══ Excerpted passage ══

Gemini batch prediction format

You can directly use the output of a Vertex AI batch prediction job, which are typically JSONL files stored in Cloud Storage, where each line contains a request and response object. The Vertex Gen AI Eval SDK parses this structure automatically to provide integration with other Vertex AI services.

An example of a single line in a jsonl file:

{"request": {"contents": [{"role": "user", "parts": [{"text": "Why is the sky blue?"}]}]}, "response": {"candidates": [{"content": {"role": "model", "parts": [{"text": "The sky appears blue to the human eye as a result of a phenomenon known as Rayleigh scattering."}]}}]}}

You can then evaluate pre-generated responses from a batch job directly:

# Cloud Storage path to your batch prediction output file 
batch_job_output_uri = "gs://path/to/your/batch_output.jsonl"

# Evaluate the results directly from Cloud Storage
eval_result = client.evals.evaluate(
    dataset=batch_job_output_uri,
    metrics=[
        types.PrebuiltMetric.TEXT_QUALITY,
        types.PrebuiltMetric.FLUENCY,
    ]
)
eval_result.show()

OpenAI Chat Completion format

For evaluating or comparing with third-party models, the Vertex Gen AI Eval SDK supports the OpenAI Chat Completion format. You can supply a dataset where each row is a JSON object structured like an OpenAI API request. The Vertex Gen AI Eval SDK automatically detects this format.

═══
══ Raw data ══

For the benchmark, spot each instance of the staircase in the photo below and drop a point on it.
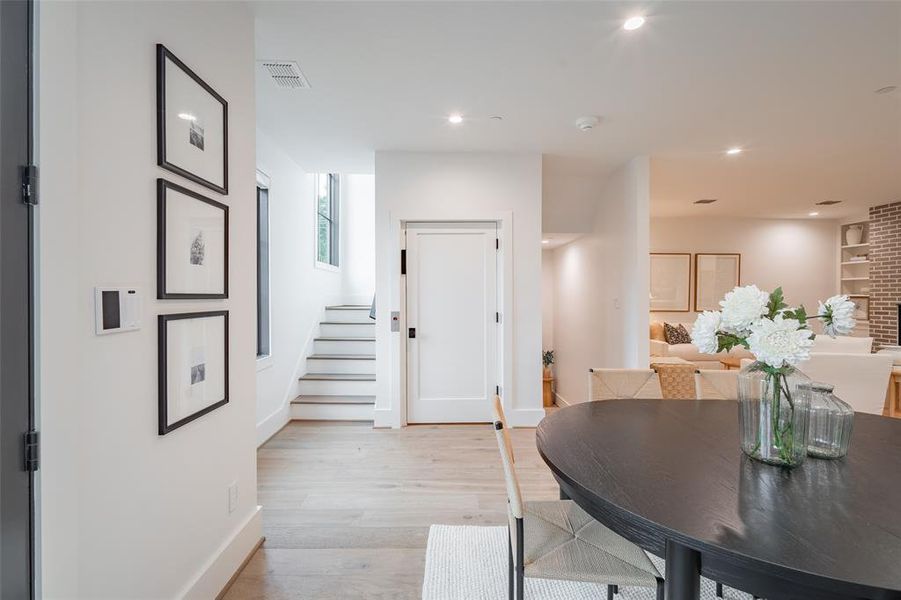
(339, 382)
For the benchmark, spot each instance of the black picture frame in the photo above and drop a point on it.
(163, 321)
(162, 55)
(162, 293)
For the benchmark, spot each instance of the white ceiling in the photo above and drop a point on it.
(791, 82)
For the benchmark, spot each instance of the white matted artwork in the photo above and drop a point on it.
(670, 282)
(192, 244)
(193, 366)
(715, 275)
(192, 128)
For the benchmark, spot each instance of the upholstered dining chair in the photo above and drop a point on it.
(614, 384)
(558, 540)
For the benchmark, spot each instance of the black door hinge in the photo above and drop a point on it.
(30, 185)
(32, 451)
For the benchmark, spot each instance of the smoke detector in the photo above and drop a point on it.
(587, 123)
(286, 74)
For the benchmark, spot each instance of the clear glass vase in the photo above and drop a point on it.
(773, 414)
(831, 422)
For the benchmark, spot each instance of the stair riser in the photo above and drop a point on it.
(329, 412)
(342, 347)
(340, 366)
(349, 330)
(336, 388)
(348, 316)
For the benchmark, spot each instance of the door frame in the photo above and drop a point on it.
(20, 425)
(504, 220)
(446, 226)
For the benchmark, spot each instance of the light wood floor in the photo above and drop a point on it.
(347, 508)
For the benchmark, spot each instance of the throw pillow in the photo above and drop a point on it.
(676, 335)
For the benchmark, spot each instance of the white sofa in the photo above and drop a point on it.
(690, 352)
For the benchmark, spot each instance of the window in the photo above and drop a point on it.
(263, 332)
(327, 219)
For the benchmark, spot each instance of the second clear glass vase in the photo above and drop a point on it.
(773, 414)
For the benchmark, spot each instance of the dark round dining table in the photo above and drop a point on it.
(669, 476)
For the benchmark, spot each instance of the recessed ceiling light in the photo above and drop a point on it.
(633, 23)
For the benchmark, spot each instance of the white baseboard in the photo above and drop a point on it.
(525, 417)
(271, 424)
(384, 418)
(226, 560)
(332, 412)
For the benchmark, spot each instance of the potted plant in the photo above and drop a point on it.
(547, 357)
(773, 403)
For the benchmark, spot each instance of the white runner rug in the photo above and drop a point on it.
(470, 563)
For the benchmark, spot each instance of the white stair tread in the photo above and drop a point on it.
(338, 377)
(349, 307)
(334, 400)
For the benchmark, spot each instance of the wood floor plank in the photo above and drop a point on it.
(347, 508)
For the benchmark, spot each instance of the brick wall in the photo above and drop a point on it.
(885, 272)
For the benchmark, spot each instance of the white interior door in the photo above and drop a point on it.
(452, 306)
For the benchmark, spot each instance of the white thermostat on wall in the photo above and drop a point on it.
(116, 309)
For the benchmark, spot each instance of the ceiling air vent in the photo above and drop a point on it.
(286, 74)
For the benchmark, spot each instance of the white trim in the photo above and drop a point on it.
(322, 265)
(525, 417)
(332, 412)
(226, 560)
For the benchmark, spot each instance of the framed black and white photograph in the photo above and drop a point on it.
(192, 244)
(193, 366)
(670, 282)
(192, 124)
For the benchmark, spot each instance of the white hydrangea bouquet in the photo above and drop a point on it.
(773, 414)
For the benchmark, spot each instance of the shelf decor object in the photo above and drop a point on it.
(715, 274)
(670, 282)
(192, 124)
(773, 404)
(192, 244)
(831, 422)
(193, 366)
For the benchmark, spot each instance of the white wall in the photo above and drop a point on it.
(358, 238)
(127, 513)
(462, 186)
(797, 254)
(601, 299)
(548, 287)
(298, 289)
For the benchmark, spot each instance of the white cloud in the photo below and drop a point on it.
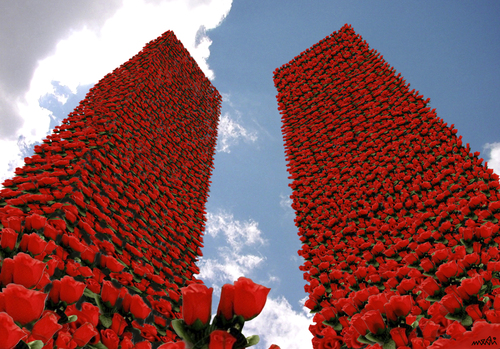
(87, 52)
(232, 261)
(279, 324)
(238, 234)
(230, 131)
(494, 159)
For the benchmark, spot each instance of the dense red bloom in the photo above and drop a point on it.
(45, 328)
(22, 304)
(110, 339)
(109, 293)
(8, 238)
(196, 303)
(10, 333)
(71, 290)
(84, 334)
(398, 334)
(221, 340)
(171, 345)
(226, 303)
(138, 308)
(249, 298)
(374, 321)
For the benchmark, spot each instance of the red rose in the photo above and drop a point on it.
(10, 333)
(249, 298)
(118, 324)
(9, 238)
(109, 293)
(84, 334)
(46, 327)
(71, 290)
(398, 334)
(110, 339)
(22, 304)
(196, 303)
(138, 308)
(221, 340)
(374, 321)
(226, 303)
(171, 345)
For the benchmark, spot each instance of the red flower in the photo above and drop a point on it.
(45, 328)
(118, 324)
(221, 340)
(398, 306)
(109, 293)
(249, 298)
(451, 303)
(226, 304)
(374, 321)
(9, 238)
(138, 308)
(23, 305)
(10, 333)
(71, 290)
(398, 334)
(7, 272)
(196, 303)
(84, 334)
(470, 287)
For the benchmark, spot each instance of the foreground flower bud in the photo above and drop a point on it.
(196, 303)
(249, 298)
(10, 333)
(23, 305)
(226, 303)
(221, 340)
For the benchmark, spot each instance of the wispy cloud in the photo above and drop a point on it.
(83, 49)
(494, 159)
(279, 324)
(230, 131)
(238, 243)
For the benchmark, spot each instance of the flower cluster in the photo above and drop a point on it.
(102, 227)
(399, 221)
(240, 302)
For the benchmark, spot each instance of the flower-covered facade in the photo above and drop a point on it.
(399, 220)
(101, 228)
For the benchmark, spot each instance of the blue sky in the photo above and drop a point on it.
(50, 55)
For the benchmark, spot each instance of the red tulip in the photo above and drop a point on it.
(196, 303)
(10, 333)
(226, 304)
(249, 298)
(221, 340)
(22, 304)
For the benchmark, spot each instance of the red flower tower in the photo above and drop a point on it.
(399, 221)
(105, 221)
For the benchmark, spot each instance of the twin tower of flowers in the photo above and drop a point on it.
(102, 227)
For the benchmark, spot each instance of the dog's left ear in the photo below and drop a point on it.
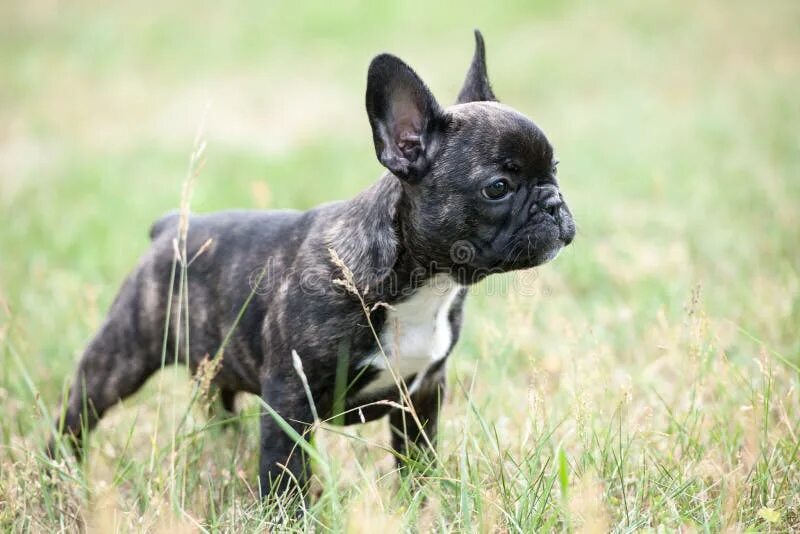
(404, 117)
(476, 85)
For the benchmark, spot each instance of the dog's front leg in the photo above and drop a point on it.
(284, 468)
(413, 437)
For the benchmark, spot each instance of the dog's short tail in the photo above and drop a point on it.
(169, 220)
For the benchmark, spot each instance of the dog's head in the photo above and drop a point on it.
(479, 178)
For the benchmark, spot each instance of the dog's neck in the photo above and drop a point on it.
(370, 237)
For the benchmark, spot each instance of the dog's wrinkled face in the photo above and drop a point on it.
(479, 177)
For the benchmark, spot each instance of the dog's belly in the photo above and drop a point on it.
(416, 334)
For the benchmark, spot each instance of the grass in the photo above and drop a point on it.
(648, 378)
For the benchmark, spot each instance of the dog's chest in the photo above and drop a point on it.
(417, 333)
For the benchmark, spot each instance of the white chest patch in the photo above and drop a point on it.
(416, 333)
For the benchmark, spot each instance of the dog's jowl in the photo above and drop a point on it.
(470, 190)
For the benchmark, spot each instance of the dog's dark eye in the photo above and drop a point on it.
(496, 190)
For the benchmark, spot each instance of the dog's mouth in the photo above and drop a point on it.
(540, 243)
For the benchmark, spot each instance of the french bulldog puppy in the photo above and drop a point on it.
(470, 190)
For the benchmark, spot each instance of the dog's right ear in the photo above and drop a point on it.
(476, 86)
(404, 117)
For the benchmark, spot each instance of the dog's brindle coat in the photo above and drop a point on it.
(470, 190)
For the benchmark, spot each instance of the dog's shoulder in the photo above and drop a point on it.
(363, 232)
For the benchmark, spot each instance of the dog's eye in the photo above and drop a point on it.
(496, 190)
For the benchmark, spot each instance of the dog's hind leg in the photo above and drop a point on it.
(117, 361)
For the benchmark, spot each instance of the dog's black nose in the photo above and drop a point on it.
(551, 203)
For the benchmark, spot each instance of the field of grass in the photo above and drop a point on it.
(648, 378)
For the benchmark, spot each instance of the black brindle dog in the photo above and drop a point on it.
(470, 190)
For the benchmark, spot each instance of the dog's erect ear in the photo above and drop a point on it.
(476, 85)
(404, 117)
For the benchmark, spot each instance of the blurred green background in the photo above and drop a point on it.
(677, 125)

═══

Reproduce the full passage on the Gemini batch prediction and OpenAI Chat Completion formats, word for word.

Gemini batch prediction format

You can directly use the output of a Vertex AI batch prediction job, which are typically JSONL files stored in Cloud Storage, where each line contains a request and response object. The Vertex Gen AI Eval SDK parses this structure automatically to provide integration with other Vertex AI services.

An example of a single line in a jsonl file:

{"request": {"contents": [{"role": "user", "parts": [{"text": "Why is the sky blue?"}]}]}, "response": {"candidates": [{"content": {"role": "model", "parts": [{"text": "The sky appears blue to the human eye as a result of a phenomenon known as Rayleigh scattering."}]}}]}}

You can then evaluate pre-generated responses from a batch job directly:

# Cloud Storage path to your batch prediction output file 
batch_job_output_uri = "gs://path/to/your/batch_output.jsonl"

# Evaluate the results directly from Cloud Storage
eval_result = client.evals.evaluate(
    dataset=batch_job_output_uri,
    metrics=[
        types.PrebuiltMetric.TEXT_QUALITY,
        types.PrebuiltMetric.FLUENCY,
    ]
)
eval_result.show()

OpenAI Chat Completion format

For evaluating or comparing with third-party models, the Vertex Gen AI Eval SDK supports the OpenAI Chat Completion format. You can supply a dataset where each row is a JSON object structured like an OpenAI API request. The Vertex Gen AI Eval SDK automatically detects this format.